REQUIREMENT -
Transcribe the full listing word for word, leaving nothing out.

EXTRACTED MATERIAL -
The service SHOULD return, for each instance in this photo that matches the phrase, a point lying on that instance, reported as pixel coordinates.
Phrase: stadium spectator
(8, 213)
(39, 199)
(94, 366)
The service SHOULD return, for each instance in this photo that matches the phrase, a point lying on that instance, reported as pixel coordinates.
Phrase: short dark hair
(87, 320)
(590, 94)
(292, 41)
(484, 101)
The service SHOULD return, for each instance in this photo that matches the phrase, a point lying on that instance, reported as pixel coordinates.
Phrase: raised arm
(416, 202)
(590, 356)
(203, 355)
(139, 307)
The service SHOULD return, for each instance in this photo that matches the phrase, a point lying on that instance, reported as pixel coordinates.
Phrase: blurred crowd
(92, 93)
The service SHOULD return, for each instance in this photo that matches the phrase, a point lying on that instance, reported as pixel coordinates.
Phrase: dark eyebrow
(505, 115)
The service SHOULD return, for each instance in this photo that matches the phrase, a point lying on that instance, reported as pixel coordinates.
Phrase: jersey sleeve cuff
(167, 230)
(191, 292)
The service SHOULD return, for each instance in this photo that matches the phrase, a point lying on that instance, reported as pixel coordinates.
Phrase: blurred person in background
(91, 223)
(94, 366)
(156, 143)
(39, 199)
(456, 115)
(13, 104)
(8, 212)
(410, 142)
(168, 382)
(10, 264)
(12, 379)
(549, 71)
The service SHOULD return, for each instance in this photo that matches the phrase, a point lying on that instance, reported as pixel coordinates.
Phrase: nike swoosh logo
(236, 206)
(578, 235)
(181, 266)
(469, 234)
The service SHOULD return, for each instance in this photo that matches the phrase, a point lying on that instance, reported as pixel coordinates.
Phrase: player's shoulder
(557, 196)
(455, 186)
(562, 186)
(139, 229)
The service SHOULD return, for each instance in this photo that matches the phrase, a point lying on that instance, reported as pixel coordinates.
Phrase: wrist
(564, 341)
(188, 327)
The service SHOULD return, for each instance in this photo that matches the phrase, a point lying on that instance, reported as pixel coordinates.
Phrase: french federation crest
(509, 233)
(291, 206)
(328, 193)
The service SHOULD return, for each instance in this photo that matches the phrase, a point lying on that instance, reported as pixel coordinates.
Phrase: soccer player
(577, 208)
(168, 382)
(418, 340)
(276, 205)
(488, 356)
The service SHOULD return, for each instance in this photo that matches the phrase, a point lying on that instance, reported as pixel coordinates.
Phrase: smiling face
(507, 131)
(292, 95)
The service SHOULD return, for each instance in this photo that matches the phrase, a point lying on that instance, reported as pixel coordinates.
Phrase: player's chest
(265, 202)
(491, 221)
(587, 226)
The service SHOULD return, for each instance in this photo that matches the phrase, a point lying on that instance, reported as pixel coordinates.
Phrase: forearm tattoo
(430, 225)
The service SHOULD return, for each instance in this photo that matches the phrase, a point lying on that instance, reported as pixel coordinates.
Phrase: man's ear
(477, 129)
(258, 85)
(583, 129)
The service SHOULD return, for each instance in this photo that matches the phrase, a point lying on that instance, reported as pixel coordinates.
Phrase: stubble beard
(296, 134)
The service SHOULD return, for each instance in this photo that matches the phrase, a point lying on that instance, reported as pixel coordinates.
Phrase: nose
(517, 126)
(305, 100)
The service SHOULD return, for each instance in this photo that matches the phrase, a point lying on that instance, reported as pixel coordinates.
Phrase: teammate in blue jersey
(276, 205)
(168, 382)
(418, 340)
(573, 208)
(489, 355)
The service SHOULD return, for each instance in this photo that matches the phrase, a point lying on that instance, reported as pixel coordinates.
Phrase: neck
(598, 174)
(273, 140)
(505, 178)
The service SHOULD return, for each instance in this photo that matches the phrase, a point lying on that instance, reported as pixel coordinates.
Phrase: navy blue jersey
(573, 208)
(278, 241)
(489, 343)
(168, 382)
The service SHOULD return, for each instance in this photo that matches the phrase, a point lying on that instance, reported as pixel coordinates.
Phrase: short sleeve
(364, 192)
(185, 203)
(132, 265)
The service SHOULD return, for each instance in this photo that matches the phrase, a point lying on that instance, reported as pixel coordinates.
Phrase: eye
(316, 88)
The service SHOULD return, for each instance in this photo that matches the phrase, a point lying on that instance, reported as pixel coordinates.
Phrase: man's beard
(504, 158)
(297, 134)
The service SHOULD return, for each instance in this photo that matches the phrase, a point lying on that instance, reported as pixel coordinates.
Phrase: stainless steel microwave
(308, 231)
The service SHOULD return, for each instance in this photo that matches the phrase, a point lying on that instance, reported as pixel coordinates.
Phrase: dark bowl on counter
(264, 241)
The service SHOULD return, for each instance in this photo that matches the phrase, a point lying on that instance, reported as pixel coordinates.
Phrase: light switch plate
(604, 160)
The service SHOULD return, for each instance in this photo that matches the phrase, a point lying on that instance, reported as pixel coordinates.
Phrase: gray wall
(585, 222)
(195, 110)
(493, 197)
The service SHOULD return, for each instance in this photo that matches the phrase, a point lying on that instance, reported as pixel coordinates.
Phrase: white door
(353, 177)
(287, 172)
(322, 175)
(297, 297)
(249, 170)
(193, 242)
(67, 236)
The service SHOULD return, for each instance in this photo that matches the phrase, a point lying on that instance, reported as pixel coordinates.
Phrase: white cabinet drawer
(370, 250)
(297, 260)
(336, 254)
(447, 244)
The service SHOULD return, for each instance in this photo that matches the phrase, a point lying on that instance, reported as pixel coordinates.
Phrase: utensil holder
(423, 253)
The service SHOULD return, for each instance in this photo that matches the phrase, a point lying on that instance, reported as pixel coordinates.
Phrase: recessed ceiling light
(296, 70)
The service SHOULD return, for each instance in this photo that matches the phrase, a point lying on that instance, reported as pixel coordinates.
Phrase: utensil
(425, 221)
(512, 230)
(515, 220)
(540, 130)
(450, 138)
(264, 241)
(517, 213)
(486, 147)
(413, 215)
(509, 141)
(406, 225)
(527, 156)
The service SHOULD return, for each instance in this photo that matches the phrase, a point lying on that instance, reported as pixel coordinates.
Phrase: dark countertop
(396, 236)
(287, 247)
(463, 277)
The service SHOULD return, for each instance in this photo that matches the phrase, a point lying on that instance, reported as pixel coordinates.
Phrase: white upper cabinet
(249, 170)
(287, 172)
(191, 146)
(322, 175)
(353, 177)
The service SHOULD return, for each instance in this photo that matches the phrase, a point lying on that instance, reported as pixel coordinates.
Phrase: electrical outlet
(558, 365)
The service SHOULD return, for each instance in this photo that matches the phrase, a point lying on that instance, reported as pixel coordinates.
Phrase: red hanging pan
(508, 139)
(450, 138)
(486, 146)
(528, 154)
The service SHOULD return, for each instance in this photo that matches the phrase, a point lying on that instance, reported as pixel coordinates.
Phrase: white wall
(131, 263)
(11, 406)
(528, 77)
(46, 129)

OUTPUT OF THE TASK -
The service SHOULD return, for each instance in this photo that matches the phrase, a point lying on that instance, reported as pixel coordinates.
Phrase: stadium spectator
(8, 213)
(39, 199)
(94, 366)
The service SHOULD return, for each instance in this photo that matches the phrase, a point lying on that instance, reported as pixel coordinates.
Phrase: short dark hair
(87, 320)
(590, 94)
(292, 41)
(484, 101)
The service SHOULD return, for each instance in this photo that matches the phrase, a point lying on that instance, reported as pixel coordinates.
Phrase: raised arm
(416, 202)
(590, 356)
(203, 355)
(139, 307)
The service SHOULD return, for each instance in this photo that matches the phrase, a point lying on that instance, reported as pixel coordinates.
Phrase: blurred crowd
(92, 93)
The service SHOULD return, for each instance in this photo that matches the phrase, a point lying on that instance, reported as pixel coordinates.
Phrase: dark eyebrow
(505, 115)
The service SHOULD return, for each instance in this photo that matches the phrase, a point lying on that instance, reported as pixel coordinates.
Phrase: jersey sleeve cuff
(167, 230)
(191, 292)
The service SHOULD return, for each instance in this photo that matches the phrase, a point lying on that instance, reported as pixel coordinates.
Phrase: blurred person in background
(91, 223)
(94, 366)
(156, 143)
(39, 199)
(456, 115)
(13, 104)
(8, 212)
(410, 142)
(168, 382)
(10, 264)
(12, 379)
(549, 71)
The service SHOULD return, for each instance in this photo that matches the phrase, a point lying on that instance, reported as pixel coordinates.
Phrase: nike swoosh logo
(236, 206)
(578, 235)
(181, 266)
(469, 234)
The service SHOULD return, for each instance in this photo that matches the phrase, a point lying on that instance, reported as pixel coordinates.
Phrase: player's shoulder
(557, 196)
(455, 186)
(562, 186)
(139, 229)
The service SHOULD return, for each instance in this photo that matches the phrase, a point lying on that instance, reported as pixel coordinates.
Phrase: wrist
(564, 341)
(188, 327)
The service SHOULD return, for each instance in this photo that matches the phrase, a point lying on that instance, reported as pixel coordinates.
Phrase: french federation crest
(509, 233)
(291, 206)
(328, 193)
The service SHOULD return, for each instance in this photo that matches the phrase, a point lying on that instance, reported as pixel coordinates.
Phrase: soccer player
(577, 208)
(168, 382)
(418, 340)
(276, 205)
(488, 356)
The service SHOULD return, for each instance in this photo that matches the phrase, a point lying on that instance, reported as pixel coordinates.
Phrase: smiling face
(507, 131)
(292, 95)
The service SHOULD return, for each instance in this photo that matches the phrase, a point lying on that instance, reported as pixel coordinates.
Phrase: player's chest
(265, 202)
(491, 221)
(587, 226)
The service SHOULD return, for each instance in this photo that matches the phrase, a point lying on that instance, reported as pixel coordinates.
Phrase: forearm tattoo
(430, 225)
The service SHOULD return, for each instance in this photo that matches the phrase, a point lying on that instance, reported as pixel coordinates.
Phrase: man's ear
(477, 129)
(258, 85)
(583, 129)
The service SHOULD return, for each instance in this photo that matches the phrase, a point lying on that instance, reported as pixel coordinates.
Phrase: stubble beard
(296, 134)
The service SHOULD return, for each instance in this photo that matches the phrase, a point lying on that instance, reported as pixel coordinates.
Phrase: nose
(517, 126)
(305, 100)
The service SHOULD return, for each instance in this photo that matches the phrase, a point lying on that instance, reported as pixel coordinates.
Phrase: teammate in blue jersey
(276, 205)
(168, 382)
(418, 340)
(573, 208)
(489, 355)
The service SHOULD return, for each instance in this photo that matches the phrase, a point lying on that instance, reported as pixel coordinates.
Phrase: neck
(598, 174)
(273, 140)
(505, 178)
The service SHOULD return, for each instance in this photo that matches the phrase, a point lying on that instance, reported as pixel coordinates.
Phrase: navy blue jersey
(573, 208)
(278, 241)
(489, 343)
(168, 382)
The service SHOULD return, for each instance in this photo that matches the phrase, a point lying on that instance, reported as pixel coordinates.
Phrase: short sleeve
(364, 192)
(185, 203)
(132, 265)
The service SHOULD return, for each instance in this photo that matches the phrase, a point lying on that instance, reported as pixel coordinates.
Phrase: eye
(316, 88)
The service SHOULD return, for each instance in this photo that matches the phrase, a point lying on that instance, reported as pixel coordinates.
Phrase: man's beard
(504, 158)
(297, 134)
The service SHOULD return, for each instance in this photo that matches the phrase, a point lying on that instance, reported as pixel coordinates.
Phrase: stainless steel microwave
(308, 231)
The service SHOULD return, for each instance in this photo that matches the phrase, a point lying on that instance, reported as pixel coordinates.
Phrase: dark bowl on counter
(264, 241)
The service SHOULD return, for each instance in this photo that matches the phrase, a point lying on that instance, reported as pixel coordinates.
Phrase: light switch plate
(604, 160)
The service SHOULD return, for each instance in this photo that matches the phrase, a point lying on that instance, reported as pixel coordinates.
Phrase: gray wall
(585, 222)
(195, 110)
(493, 197)
The service SHOULD return, for each instance in this photo that matches the phrase, a point lying on that instance, reported as pixel coordinates.
Phrase: white door
(353, 177)
(287, 172)
(322, 175)
(297, 297)
(249, 170)
(193, 242)
(67, 236)
The service SHOULD return, for each instance in this photo that matches the phrase, a point lying on that instance, reported as pixel coordinates.
Phrase: white cabinet drawer
(370, 250)
(297, 260)
(336, 254)
(447, 244)
The service SHOULD return, for each instance in this photo that matches the phrase, a point lying on that instance, reported as pixel coordinates.
Phrase: utensil holder
(423, 253)
The service SHOULD return, for each instance in this photo that matches the phrase, a point lying on that instance, reported as pixel coordinates.
Phrase: recessed ceiling light
(296, 70)
The service SHOULD return, for each instance in this photo that matches the phrase, a point lying on that instance, reported as pixel coordinates.
Phrase: utensil
(425, 221)
(512, 230)
(515, 220)
(540, 130)
(450, 138)
(264, 241)
(517, 213)
(486, 147)
(413, 215)
(509, 141)
(406, 225)
(527, 156)
The service SHOULD return, for each instance in this photo that matches the phrase, a point lying on that instance, reported as pixel coordinates.
Phrase: dark countertop
(396, 236)
(287, 247)
(463, 277)
The service SHOULD return, for each instance in this photo that matches the phrase, a point lying on that instance, reported as pixel coordinates.
Phrase: white upper cabinet
(249, 170)
(287, 172)
(191, 146)
(322, 175)
(353, 177)
The service SHOULD return, for each instance in this photo that matches the phrase, a point lying on that instance, reported as pixel coordinates.
Phrase: electrical outlet
(558, 365)
The service SHOULD return, for each instance in this photo that matches the phrase, a point lying on that instance, reported as pixel coordinates.
Phrase: red hanging pan
(508, 139)
(450, 138)
(486, 146)
(528, 154)
The service SHOULD return, for each instance in this photo that matches the phrase, a point lying on that instance, reported as pixel coordinates.
Phrase: white wall
(131, 263)
(11, 406)
(528, 77)
(46, 129)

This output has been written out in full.